** Stated task **
Pull out every line in the material below that contains the word "tree".

** Entries from an annotation dataset **

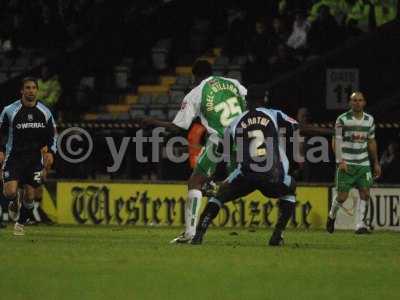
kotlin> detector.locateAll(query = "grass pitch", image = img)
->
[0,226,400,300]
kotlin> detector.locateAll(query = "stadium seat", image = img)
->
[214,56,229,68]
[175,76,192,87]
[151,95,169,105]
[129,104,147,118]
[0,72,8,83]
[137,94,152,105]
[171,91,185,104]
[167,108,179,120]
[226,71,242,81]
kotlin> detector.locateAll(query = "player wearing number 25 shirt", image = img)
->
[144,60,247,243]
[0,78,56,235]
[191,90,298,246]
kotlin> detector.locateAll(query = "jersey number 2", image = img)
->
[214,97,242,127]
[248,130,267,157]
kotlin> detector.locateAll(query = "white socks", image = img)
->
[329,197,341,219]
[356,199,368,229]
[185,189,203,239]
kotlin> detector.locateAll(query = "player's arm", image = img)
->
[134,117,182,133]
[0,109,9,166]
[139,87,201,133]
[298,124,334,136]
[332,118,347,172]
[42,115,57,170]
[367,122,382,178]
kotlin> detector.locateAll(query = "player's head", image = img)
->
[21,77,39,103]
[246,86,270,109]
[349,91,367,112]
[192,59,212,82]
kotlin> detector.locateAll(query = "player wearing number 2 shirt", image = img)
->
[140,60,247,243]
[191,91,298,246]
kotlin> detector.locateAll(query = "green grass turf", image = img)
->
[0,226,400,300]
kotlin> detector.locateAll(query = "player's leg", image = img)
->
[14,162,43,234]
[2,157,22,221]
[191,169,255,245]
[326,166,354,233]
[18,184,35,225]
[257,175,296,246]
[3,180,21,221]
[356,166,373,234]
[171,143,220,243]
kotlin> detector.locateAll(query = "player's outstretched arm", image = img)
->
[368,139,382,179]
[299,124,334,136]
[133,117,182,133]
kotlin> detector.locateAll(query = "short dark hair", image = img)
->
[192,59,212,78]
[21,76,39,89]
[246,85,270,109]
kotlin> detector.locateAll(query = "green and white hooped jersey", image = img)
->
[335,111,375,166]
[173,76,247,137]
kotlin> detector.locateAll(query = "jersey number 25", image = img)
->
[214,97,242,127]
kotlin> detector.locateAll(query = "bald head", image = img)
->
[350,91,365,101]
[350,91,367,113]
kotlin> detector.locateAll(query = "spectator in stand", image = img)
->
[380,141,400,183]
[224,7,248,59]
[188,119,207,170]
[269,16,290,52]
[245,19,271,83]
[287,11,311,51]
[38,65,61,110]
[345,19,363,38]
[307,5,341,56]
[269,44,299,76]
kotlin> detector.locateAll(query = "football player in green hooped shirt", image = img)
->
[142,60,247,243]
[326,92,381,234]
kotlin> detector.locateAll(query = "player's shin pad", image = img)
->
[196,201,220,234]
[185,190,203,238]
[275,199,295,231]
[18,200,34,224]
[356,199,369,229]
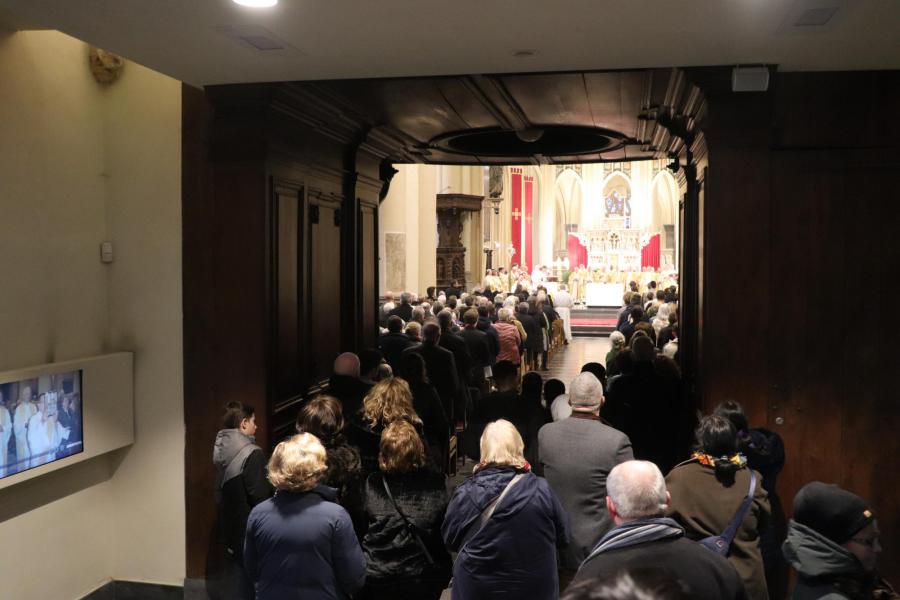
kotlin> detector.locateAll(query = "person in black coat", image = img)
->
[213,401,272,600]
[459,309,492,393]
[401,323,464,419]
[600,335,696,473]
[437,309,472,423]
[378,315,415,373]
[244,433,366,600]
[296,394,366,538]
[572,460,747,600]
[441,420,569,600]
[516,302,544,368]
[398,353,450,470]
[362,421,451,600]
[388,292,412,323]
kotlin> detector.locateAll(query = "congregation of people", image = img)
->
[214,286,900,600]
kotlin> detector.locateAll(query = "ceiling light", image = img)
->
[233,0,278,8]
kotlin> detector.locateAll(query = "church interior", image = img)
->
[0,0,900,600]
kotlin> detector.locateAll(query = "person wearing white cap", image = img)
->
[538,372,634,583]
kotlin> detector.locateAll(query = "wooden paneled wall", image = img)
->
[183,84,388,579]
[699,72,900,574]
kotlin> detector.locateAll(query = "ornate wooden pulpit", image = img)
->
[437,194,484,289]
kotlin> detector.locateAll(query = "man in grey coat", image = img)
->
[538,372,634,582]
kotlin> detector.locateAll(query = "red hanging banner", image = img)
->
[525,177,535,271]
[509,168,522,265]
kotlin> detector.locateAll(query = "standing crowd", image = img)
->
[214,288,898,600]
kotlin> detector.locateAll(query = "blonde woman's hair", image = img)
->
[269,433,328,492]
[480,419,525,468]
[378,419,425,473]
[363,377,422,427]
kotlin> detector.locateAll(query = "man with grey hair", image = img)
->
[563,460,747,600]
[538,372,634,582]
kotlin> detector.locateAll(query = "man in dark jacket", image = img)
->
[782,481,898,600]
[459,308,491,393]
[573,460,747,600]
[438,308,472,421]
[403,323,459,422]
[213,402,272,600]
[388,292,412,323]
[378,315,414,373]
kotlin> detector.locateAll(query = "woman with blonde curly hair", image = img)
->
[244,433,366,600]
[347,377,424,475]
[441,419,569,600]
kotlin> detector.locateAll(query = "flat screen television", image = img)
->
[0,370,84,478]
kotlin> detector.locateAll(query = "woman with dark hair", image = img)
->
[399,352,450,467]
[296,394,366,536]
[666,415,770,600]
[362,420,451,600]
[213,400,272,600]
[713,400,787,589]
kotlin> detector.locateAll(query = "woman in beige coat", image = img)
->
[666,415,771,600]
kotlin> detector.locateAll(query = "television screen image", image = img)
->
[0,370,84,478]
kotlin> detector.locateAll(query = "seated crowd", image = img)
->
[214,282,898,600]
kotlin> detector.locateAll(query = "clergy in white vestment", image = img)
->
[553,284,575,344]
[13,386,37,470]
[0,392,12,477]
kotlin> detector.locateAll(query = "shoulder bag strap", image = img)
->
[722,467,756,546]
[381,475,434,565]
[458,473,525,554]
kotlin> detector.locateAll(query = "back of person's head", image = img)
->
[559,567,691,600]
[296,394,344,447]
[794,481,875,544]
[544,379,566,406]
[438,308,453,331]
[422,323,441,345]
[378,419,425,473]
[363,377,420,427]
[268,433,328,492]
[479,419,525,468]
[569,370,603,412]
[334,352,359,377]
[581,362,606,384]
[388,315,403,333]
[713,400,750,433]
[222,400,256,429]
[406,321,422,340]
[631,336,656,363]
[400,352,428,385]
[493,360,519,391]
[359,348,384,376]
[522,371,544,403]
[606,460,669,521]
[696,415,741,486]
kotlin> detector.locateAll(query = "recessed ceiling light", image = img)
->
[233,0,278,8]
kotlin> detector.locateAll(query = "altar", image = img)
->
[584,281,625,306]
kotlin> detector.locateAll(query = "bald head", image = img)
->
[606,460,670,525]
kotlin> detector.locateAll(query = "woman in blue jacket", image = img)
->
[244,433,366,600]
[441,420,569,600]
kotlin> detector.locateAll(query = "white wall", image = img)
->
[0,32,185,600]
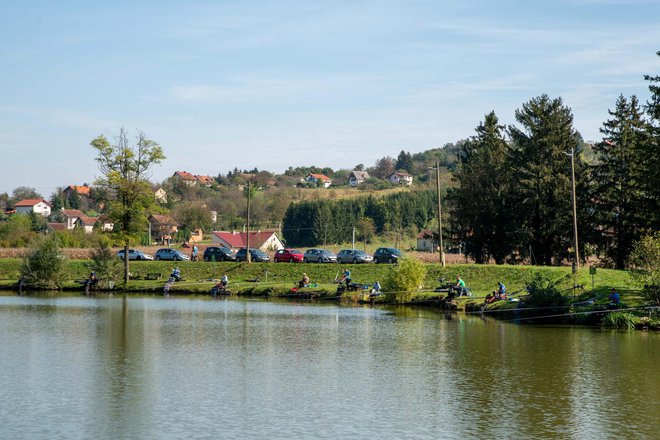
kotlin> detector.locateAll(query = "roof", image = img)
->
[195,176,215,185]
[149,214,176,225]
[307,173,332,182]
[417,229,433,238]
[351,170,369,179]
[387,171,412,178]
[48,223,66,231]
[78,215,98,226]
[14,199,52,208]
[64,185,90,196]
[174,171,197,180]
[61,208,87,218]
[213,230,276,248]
---
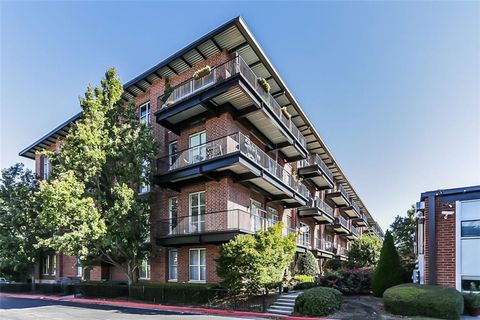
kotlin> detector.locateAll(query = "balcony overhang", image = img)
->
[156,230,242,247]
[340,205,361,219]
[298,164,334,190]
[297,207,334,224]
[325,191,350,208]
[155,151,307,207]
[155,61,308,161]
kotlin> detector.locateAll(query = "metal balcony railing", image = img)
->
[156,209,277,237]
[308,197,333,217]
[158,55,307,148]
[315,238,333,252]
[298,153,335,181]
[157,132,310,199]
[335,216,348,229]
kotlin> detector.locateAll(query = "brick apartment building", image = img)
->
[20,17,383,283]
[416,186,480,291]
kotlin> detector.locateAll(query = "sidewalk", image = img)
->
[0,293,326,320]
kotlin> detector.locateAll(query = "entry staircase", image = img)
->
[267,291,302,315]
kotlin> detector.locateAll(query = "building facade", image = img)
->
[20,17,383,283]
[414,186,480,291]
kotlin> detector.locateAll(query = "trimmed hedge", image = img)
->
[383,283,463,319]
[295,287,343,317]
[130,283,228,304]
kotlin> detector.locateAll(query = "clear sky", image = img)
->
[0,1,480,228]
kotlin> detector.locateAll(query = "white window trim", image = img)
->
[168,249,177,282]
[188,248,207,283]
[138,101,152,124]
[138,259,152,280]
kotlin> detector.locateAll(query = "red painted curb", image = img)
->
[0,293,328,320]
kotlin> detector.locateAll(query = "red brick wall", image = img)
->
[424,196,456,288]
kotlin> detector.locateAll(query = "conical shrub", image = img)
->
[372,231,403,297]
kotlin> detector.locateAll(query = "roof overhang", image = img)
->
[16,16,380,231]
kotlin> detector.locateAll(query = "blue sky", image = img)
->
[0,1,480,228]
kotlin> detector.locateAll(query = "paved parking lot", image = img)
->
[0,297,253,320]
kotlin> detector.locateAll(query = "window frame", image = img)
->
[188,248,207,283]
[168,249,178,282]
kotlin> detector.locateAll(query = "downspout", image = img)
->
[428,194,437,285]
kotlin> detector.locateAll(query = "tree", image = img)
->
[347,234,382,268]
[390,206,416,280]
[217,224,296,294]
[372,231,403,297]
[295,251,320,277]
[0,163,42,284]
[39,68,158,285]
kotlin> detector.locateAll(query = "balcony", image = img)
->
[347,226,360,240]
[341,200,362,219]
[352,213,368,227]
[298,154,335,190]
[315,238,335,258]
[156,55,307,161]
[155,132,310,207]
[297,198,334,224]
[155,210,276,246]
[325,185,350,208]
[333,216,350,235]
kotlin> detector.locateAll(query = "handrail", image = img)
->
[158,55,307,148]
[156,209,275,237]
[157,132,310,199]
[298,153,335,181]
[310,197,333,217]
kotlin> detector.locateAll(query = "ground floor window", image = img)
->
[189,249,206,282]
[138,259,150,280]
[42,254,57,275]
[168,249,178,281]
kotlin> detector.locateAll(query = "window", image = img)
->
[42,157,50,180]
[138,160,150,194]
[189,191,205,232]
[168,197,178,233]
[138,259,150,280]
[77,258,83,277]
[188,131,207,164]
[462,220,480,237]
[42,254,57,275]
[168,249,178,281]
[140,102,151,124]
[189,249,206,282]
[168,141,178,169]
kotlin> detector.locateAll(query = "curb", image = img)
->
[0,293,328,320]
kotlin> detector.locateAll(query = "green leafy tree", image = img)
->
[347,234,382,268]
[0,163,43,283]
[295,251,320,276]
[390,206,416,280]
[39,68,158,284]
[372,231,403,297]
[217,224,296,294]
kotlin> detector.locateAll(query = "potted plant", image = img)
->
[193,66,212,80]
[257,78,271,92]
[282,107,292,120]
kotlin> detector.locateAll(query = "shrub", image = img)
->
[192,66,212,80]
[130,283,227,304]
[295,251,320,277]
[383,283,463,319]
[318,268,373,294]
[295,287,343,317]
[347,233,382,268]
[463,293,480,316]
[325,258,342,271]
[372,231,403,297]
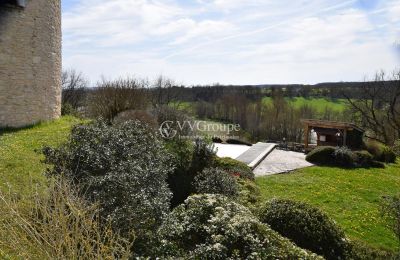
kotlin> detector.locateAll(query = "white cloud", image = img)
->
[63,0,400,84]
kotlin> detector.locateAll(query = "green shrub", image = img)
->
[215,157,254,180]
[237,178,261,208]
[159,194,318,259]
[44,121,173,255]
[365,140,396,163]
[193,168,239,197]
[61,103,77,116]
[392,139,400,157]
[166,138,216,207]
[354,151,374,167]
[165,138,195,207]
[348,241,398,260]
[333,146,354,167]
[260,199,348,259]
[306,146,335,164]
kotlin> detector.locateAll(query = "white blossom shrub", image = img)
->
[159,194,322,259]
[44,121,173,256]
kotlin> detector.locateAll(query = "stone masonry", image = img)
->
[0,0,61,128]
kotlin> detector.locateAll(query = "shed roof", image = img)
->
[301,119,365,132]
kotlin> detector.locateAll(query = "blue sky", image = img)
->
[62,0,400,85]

** Task output **
kotlin> detector.locateAll(query = "tree", image = img)
kotlin> detector.locateAll(query = "green leafy tree", image = img)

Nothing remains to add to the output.